───── Supplied passage ─────

AIDS certainly has the attention of many. Its pandemic levels throughout the world has demanded the attention of medical researchers for decades as patients cry for quicker and better treatment. The AIDS timeline stretches as far back as the 1950s and has impacted the lives of millions since that time.
In the year of 1958, the disease known as AIDS struck its first victim. A man by the name of David Carr began to become very ill, expressing mysterious symptoms such as pneumocystis carinii. The following year, he died. The disease was still unknown at that point, and tissue samples from Carr showed to be HIV positive when tested in 1990.
A man in the Congo proved to be positive for two of six of the genes that make up the AIDS disease in 1959. His blood was preserved and later tested. While the first case of AIDS in America occurred in 1959. A Haitian man living in New York City died of pneumocystis carinii, a common and serious secondary illness faced by those fighting the AIDS battle. A post-mortem examination led physicians to believe that this Haitian immigrant had also dies from AIDS.

───── Supplied information ─────

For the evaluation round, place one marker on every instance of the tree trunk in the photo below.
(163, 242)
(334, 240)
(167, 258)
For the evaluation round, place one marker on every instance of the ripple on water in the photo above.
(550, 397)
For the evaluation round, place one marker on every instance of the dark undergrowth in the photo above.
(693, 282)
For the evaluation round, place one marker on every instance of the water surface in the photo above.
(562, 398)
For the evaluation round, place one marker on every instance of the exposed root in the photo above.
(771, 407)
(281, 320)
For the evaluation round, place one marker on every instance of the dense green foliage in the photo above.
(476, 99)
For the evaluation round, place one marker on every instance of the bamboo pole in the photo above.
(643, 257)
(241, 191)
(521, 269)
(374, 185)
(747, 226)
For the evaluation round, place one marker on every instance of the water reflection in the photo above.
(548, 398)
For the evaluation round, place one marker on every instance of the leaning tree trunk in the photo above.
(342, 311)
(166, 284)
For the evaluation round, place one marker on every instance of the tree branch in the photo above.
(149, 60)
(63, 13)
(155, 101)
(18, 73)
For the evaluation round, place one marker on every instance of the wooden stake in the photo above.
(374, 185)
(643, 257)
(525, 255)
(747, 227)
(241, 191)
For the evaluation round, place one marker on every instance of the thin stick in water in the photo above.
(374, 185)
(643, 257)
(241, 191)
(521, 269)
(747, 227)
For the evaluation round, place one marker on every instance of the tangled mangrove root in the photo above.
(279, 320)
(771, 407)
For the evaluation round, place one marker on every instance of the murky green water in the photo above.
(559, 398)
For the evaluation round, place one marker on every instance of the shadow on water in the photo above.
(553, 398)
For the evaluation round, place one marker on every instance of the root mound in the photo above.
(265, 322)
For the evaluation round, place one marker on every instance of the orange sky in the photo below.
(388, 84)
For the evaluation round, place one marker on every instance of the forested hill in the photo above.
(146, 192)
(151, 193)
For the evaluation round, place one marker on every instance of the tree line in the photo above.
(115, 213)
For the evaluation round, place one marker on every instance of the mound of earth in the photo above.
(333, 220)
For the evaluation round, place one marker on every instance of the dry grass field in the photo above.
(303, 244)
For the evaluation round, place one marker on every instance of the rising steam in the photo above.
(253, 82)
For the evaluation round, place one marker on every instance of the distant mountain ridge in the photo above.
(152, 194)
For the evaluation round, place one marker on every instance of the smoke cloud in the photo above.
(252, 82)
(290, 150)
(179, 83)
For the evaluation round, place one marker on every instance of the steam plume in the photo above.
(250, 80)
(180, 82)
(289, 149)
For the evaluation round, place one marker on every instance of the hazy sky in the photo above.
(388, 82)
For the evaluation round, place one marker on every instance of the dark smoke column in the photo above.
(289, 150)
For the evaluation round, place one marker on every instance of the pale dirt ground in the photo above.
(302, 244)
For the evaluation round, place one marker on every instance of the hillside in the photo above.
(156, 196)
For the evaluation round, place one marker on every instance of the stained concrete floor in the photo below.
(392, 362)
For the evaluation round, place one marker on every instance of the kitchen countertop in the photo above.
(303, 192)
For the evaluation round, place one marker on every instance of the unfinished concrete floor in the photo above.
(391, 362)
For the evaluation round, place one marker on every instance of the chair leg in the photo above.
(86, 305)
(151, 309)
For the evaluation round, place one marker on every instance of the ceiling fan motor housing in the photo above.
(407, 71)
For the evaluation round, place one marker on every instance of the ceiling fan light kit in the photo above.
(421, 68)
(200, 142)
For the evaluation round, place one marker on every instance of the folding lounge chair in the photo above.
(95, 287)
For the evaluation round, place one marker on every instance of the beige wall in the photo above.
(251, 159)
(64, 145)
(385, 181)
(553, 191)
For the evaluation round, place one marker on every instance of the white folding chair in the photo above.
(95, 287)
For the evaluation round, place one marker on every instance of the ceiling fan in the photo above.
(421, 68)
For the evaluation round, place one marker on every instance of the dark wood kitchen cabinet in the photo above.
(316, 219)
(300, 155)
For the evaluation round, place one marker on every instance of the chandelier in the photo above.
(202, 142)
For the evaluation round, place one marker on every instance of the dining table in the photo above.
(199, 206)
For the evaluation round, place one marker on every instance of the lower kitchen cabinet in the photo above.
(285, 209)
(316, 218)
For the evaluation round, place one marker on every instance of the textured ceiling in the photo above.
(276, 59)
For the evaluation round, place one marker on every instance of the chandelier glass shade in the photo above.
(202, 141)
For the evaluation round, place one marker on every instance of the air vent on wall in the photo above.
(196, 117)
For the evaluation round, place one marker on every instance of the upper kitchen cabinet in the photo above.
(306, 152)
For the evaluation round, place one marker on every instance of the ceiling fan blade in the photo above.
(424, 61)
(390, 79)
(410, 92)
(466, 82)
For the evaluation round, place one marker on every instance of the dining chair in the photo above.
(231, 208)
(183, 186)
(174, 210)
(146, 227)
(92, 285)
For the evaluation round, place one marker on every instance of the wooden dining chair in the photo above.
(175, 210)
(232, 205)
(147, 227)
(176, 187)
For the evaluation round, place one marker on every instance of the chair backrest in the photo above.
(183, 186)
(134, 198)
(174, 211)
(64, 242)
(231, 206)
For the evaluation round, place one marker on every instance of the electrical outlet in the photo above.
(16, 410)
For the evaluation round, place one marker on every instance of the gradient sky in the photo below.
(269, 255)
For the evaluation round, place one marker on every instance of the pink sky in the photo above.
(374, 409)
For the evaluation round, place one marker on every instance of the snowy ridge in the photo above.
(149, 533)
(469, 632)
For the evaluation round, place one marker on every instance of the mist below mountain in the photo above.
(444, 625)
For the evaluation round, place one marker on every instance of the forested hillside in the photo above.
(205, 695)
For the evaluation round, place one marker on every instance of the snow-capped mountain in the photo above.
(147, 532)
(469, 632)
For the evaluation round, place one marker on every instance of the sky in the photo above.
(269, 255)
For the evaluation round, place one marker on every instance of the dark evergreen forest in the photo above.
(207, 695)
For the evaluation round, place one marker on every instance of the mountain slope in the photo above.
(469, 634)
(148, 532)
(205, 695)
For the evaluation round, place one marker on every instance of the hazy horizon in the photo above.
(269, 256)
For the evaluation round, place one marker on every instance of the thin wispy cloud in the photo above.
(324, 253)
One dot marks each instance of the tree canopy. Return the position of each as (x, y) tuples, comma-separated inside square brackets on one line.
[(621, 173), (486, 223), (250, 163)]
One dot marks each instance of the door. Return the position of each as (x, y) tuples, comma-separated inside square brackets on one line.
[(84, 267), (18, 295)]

─────

- Try it
Reproduce, word for word, the stretch of the early AIDS history text from "In the year" through "dies from AIDS.". You can set the records aside; none of them is needed here.

- Exercise answer
In the year of 1958, the disease known as AIDS struck its first victim. A man by the name of David Carr began to become very ill, expressing mysterious symptoms such as pneumocystis carinii. The following year, he died. The disease was still unknown at that point, and tissue samples from Carr showed to be HIV positive when tested in 1990.
A man in the Congo proved to be positive for two of six of the genes that make up the AIDS disease in 1959. His blood was preserved and later tested. While the first case of AIDS in America occurred in 1959. A Haitian man living in New York City died of pneumocystis carinii, a common and serious secondary illness faced by those fighting the AIDS battle. A post-mortem examination led physicians to believe that this Haitian immigrant had also dies from AIDS.